*REQUEST*
Begin at the line below that contains "[locate] sun glare (one marker per instance)". Repeat it and all remaining lines of the records exactly.

*DATASET EXTRACT*
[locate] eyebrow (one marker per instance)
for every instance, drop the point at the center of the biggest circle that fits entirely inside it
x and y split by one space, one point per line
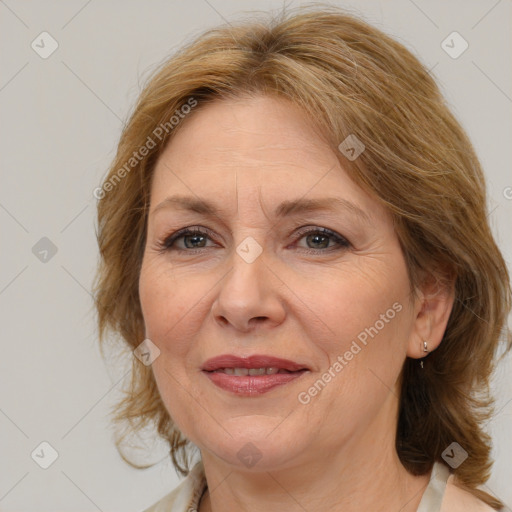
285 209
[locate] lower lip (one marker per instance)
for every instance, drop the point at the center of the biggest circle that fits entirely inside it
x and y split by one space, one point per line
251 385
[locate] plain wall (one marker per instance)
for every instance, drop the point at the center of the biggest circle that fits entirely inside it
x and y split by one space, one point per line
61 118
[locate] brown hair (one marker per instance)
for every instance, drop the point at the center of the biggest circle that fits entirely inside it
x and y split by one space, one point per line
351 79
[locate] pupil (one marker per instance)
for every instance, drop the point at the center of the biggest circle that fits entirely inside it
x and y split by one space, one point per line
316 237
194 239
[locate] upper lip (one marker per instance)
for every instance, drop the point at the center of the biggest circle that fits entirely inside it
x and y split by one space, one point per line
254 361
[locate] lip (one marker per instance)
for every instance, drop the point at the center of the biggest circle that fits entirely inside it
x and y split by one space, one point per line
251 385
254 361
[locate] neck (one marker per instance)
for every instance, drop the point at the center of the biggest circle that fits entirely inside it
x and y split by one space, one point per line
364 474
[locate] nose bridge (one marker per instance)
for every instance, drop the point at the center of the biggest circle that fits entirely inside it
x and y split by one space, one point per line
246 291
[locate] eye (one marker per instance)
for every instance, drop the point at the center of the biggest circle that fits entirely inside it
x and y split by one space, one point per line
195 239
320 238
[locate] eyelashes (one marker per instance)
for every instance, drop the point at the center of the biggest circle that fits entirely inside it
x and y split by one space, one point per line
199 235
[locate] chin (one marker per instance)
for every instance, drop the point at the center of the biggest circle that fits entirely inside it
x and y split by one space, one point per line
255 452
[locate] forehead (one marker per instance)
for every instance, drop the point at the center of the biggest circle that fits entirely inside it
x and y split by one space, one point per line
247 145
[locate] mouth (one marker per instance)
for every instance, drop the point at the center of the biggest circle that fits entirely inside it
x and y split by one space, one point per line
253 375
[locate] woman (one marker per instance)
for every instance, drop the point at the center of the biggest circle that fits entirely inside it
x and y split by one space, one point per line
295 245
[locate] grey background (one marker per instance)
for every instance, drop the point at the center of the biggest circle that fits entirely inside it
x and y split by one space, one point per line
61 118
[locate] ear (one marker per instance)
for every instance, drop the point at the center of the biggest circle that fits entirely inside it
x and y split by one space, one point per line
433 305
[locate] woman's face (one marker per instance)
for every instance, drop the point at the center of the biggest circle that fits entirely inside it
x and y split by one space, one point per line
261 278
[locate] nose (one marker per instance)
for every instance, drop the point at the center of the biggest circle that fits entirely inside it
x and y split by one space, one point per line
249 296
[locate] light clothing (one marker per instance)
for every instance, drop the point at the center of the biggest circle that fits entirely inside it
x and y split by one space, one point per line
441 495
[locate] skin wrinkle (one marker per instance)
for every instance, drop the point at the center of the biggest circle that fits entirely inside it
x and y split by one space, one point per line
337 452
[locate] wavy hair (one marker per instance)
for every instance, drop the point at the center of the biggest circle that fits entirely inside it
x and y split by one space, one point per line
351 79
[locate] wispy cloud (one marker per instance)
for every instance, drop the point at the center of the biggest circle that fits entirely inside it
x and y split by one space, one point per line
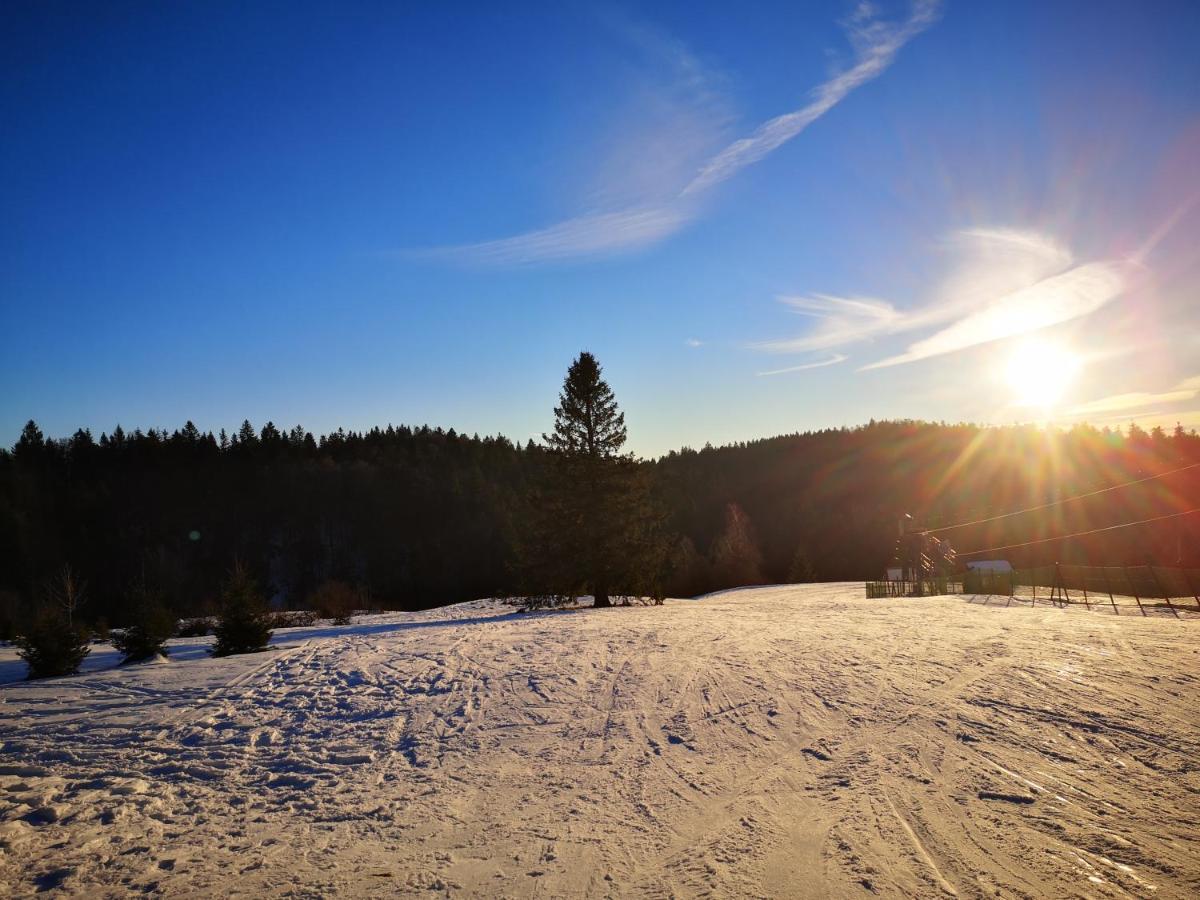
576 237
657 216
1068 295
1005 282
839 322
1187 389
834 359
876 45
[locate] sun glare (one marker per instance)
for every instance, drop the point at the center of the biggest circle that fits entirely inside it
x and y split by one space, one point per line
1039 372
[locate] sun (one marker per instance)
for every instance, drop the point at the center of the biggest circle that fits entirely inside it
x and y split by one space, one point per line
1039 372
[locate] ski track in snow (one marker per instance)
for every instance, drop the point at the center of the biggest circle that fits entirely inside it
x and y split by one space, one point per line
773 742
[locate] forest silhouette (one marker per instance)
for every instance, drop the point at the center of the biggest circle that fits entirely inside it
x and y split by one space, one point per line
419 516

*CORRECT RESPONSE*
[locate] sun glare (one marker per instance)
for every instance, drop the point at the center of the biggest circle that fits entirely inside it
x and y split by one space, one point per line
1039 372
[locate] sun (one marker per instance)
for every instance, drop the point at the center of the biggest circle that fits entirely inside it
x and y split by one space, one point per line
1039 372
[locate] ski track in snow (one marker per instance)
for every instance, drop the point at the center of the biggest circle that fits entirely inside it
x and y split by one space, one point per line
773 742
[locate] forest silhouette (one marker per instance)
for every instance, drop the point at the center of the biggest circle that fits entirely inside it
x and y split by one space, one point per line
419 516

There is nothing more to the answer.